Lines in the listing below that include the word "grip" need to be copied.

_____

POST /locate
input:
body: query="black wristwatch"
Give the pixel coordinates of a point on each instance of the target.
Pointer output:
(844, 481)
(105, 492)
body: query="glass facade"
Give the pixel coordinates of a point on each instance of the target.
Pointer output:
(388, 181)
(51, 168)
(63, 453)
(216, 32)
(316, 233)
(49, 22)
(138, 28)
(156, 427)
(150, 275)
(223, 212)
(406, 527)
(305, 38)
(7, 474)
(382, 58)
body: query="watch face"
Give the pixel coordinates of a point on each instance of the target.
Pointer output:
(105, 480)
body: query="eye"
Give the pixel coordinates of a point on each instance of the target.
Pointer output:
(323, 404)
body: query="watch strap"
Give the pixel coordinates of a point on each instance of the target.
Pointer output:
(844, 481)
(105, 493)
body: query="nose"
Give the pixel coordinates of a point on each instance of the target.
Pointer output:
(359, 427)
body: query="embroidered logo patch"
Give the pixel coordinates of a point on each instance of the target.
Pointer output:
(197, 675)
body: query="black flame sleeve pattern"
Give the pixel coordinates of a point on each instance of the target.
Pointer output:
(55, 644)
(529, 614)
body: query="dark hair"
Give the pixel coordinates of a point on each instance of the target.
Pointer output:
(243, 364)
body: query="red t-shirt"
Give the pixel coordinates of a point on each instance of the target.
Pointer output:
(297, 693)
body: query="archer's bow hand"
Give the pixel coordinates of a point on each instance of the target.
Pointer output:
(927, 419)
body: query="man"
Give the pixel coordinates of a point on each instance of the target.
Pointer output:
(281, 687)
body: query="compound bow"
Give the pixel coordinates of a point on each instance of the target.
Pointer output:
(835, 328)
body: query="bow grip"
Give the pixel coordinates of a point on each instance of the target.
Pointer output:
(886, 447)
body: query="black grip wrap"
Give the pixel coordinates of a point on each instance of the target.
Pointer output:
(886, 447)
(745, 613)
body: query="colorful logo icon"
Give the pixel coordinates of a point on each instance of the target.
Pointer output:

_____

ANSWER TO THE PROBLEM »
body: query="bow grip"
body: query="black grip wrap"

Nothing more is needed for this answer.